## [TO DO]
Please swap "Detector Specification" for "Locator Specification" everywhere in the listing below. Leave everything else unchanged.

(Entries on locating named things)
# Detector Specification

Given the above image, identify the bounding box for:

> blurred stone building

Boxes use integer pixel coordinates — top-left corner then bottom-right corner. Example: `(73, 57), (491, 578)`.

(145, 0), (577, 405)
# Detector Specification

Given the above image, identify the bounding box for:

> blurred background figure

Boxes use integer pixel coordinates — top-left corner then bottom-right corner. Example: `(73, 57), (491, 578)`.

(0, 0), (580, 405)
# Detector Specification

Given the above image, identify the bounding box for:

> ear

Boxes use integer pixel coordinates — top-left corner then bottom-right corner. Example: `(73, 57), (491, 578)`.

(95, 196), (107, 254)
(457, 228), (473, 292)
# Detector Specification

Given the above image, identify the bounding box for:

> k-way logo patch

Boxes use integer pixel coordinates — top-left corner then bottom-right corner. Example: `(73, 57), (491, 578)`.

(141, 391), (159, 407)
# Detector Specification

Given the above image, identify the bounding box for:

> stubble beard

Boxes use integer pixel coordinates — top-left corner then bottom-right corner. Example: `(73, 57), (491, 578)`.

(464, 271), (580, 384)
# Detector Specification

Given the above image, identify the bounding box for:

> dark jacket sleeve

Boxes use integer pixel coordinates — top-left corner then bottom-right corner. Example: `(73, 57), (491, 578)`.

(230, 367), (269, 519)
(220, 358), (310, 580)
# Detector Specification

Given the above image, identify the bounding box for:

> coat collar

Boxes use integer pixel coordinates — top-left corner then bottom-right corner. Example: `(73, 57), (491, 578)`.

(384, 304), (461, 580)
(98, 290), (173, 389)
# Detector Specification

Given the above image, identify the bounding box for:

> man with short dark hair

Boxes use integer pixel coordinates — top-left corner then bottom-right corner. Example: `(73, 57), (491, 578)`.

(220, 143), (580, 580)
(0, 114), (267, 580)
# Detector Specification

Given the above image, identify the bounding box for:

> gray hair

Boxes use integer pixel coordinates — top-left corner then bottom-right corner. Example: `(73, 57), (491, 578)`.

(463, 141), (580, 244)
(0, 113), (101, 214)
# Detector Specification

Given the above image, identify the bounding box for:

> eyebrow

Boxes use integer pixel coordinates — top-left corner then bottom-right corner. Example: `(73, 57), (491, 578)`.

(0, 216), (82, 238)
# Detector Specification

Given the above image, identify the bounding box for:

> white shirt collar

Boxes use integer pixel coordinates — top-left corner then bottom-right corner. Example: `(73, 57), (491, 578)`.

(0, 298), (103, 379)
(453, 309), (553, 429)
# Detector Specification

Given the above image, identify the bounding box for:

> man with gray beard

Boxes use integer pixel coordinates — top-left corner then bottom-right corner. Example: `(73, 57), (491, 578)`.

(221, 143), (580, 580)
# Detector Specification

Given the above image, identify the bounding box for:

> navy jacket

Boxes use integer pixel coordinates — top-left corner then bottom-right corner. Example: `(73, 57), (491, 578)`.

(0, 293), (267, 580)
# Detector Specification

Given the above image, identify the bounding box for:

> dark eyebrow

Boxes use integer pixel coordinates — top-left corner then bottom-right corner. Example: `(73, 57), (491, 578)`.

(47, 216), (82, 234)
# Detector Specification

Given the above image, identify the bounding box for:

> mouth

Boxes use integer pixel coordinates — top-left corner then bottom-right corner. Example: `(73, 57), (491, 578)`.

## [RESULT OF THE EXERCISE]
# Locator Specification

Given the above image, identify the bounding box for:

> blurred stone building

Boxes use integer pixel coordinates — top-left corner then bottom-right corner. Example: `(73, 57), (491, 578)`.

(145, 0), (577, 405)
# Locator Specification

Given the above image, identify the bounding box for:

> blurred background figure

Boxes use integer pixel coordinates — top-left corner then bottom-right corner. Example: `(73, 57), (491, 578)`.

(0, 0), (580, 405)
# Locator Specification

Given the above image, identify the bounding box for:

> ear

Boxes use integer pixel coordinates — top-left corner then bottom-right corner. Example: `(73, 57), (491, 578)`.

(95, 196), (107, 254)
(457, 228), (473, 292)
# Locator Specification

Given the above image, identify the bounding box for:

> k-way logo patch

Boxes use integer pixel coordinates — top-left corner then bottom-right corner. Example: `(73, 57), (491, 578)`.

(141, 391), (159, 407)
# Locator Specification

Given the above image, identify the bounding box for:

> stubble beard

Boxes use integer pixel coordinates — top-left corner then bottom-right corner. Example: `(73, 57), (491, 578)`.

(464, 271), (580, 384)
# Locator Specification

Given the above image, identify the bounding box for:

> dark jacket sleeve

Boxes use integer pixel coordinates — top-left corner then bottom-right corner. Example: `(73, 57), (491, 578)`.

(230, 367), (269, 519)
(220, 358), (310, 580)
# Locator Specification

Given the above image, identify the bounding box for:

> coat collar

Boxes use integer pixel coordinates — top-left corner then bottom-right corner. Example: `(73, 57), (491, 578)`.

(384, 304), (461, 580)
(98, 290), (173, 389)
# Locator Specification

Given the above image, identify the bounding box for:

> man with short dark hair

Boxes use integer pixel coordinates — top-left corner then bottom-right corner. Example: `(73, 57), (491, 578)`.

(220, 143), (580, 580)
(0, 114), (267, 580)
# Locator Specification

Given the above image, identify the bounding box for:

> gray hair

Boxes use integer pixel coordinates — top-left corner then bottom-right corner. Example: `(73, 57), (491, 578)`.

(463, 141), (580, 244)
(0, 113), (101, 214)
# Locator Specification

Given the above image, identify the bounding box for:

> eyebrow

Boxes use integer pixel coordinates — top-left corner then bottom-right corner. Example: `(73, 57), (491, 578)`.

(0, 216), (82, 238)
# Locator Specification

Given the above image, identify the bounding box for:

> white shirt collar

Boxes use integer pixel coordinates — top-left corner then bottom-right corner. Example: `(73, 57), (491, 578)`.

(0, 298), (103, 379)
(453, 309), (553, 429)
# Locator Specification

Given the above image, identify the bounding box for:

> man with gray beard

Boxes use integer pixel coordinates — top-left corner then bottom-right corner. Example: `(73, 57), (491, 578)`.

(221, 143), (580, 580)
# Locator Specification

Given the above image, identify the bounding box for:

> navy jacket

Boxes use integer pixel coordinates — top-left corner then bottom-right corner. Example: `(73, 57), (491, 578)`.

(0, 293), (267, 580)
# Locator Specification

Given the above image, identify the bounding box for:

> dark eyebrow

Boxes use integer pixel coordinates — top-left corner then bottom-right corner. Example: `(73, 57), (491, 578)`.

(47, 216), (82, 234)
# Locator Specification

Given the above image, identify the bounding box for:

> mouth

Boxes use integer pixel coordinates — top-left corner then bottom-right corner. Example: `(73, 57), (491, 578)`.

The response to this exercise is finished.